● Input for this task
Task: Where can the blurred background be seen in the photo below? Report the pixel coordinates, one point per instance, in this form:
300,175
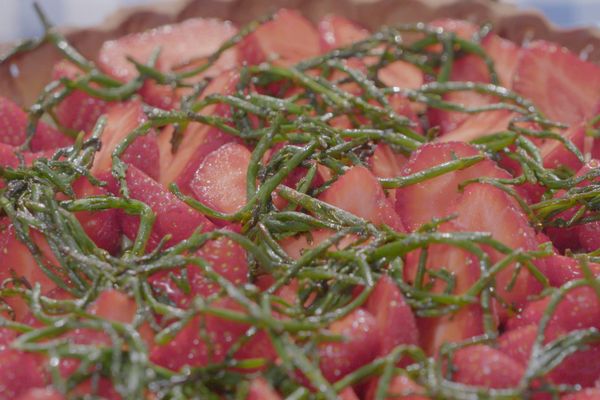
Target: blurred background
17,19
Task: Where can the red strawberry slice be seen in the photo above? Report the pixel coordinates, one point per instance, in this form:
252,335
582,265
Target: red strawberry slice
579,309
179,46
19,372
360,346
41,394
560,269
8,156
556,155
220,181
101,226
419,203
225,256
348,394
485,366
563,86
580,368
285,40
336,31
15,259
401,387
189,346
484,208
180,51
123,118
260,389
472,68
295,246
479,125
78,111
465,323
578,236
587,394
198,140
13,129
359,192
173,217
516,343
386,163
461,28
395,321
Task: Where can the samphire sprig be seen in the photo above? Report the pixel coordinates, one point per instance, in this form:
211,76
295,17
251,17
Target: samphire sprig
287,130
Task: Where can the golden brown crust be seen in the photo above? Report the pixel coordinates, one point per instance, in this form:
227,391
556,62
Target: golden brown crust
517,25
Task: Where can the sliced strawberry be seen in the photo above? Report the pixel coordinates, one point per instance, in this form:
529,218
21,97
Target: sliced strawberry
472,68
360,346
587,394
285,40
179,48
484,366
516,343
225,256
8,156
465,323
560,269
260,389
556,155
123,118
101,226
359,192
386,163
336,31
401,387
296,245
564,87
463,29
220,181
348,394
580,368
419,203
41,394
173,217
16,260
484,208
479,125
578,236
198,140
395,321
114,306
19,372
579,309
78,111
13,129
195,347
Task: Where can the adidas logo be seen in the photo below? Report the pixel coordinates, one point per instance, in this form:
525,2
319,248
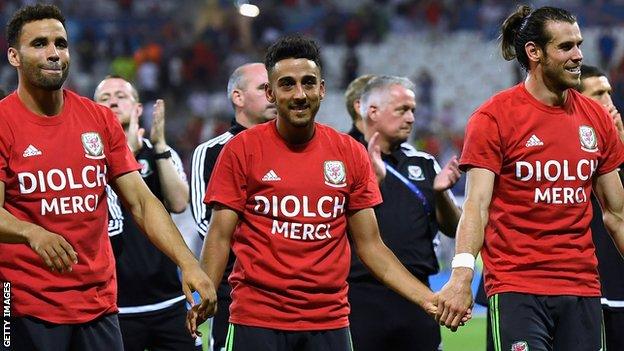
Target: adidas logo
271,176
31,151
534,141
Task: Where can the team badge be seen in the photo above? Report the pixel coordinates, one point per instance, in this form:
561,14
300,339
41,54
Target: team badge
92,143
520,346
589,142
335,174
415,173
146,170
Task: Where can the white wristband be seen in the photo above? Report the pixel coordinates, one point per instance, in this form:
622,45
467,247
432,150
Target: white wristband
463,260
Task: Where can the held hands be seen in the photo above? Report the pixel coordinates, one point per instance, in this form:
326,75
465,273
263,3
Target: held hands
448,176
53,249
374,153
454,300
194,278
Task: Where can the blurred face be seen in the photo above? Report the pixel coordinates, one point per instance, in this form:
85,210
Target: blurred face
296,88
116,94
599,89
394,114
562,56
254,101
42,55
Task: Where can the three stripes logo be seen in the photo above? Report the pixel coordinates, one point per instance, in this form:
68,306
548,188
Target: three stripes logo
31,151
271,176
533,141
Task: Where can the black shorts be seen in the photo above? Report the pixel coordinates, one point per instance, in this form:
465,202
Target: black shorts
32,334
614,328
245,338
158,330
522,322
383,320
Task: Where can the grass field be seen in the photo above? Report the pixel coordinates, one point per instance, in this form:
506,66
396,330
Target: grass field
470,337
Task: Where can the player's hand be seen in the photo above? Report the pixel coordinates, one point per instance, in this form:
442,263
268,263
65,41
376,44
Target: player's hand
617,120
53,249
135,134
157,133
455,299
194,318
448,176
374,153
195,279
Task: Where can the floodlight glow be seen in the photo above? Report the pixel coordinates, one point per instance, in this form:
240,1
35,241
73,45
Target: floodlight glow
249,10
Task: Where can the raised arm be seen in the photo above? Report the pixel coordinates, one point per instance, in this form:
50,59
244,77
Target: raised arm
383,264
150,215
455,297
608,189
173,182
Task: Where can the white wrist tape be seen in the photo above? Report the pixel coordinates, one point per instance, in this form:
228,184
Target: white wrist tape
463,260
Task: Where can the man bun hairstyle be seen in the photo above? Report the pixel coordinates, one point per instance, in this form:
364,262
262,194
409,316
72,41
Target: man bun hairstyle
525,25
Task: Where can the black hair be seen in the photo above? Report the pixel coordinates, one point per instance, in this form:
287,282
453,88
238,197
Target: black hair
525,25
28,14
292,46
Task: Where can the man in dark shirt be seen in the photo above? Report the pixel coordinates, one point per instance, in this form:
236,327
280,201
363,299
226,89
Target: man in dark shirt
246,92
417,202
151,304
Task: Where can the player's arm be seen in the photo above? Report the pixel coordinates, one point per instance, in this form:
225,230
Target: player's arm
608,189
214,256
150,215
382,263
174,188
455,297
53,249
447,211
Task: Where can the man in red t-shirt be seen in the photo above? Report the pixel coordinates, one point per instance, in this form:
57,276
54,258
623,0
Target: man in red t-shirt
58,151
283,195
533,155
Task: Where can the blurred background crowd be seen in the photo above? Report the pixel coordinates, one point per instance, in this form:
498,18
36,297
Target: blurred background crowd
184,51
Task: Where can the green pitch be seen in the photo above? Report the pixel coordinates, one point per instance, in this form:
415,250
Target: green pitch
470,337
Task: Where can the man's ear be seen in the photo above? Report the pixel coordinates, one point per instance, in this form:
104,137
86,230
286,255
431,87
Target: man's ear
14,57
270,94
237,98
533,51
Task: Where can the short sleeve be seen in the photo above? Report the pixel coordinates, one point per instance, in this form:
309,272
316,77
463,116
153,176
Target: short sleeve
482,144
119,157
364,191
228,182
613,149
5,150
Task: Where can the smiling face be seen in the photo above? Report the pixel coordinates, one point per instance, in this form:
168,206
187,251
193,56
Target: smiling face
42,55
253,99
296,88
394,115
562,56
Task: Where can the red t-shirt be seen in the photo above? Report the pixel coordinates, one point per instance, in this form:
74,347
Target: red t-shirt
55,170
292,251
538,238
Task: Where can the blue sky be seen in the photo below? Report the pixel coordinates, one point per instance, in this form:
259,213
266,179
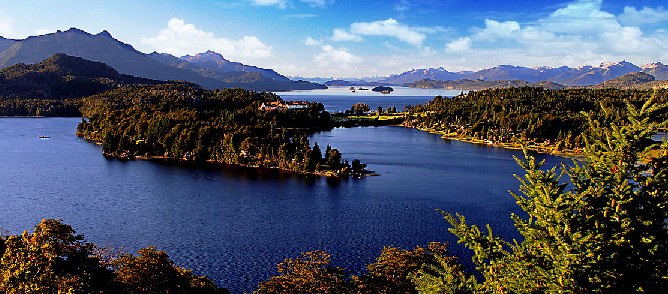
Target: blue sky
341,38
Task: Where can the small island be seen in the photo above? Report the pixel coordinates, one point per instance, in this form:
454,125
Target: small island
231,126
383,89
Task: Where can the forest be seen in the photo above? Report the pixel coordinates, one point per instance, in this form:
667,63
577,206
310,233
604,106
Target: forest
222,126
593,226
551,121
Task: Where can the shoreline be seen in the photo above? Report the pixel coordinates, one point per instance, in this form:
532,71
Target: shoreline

● Brief
How many lines of the listing contain "below"? Say only that number.

● Output
3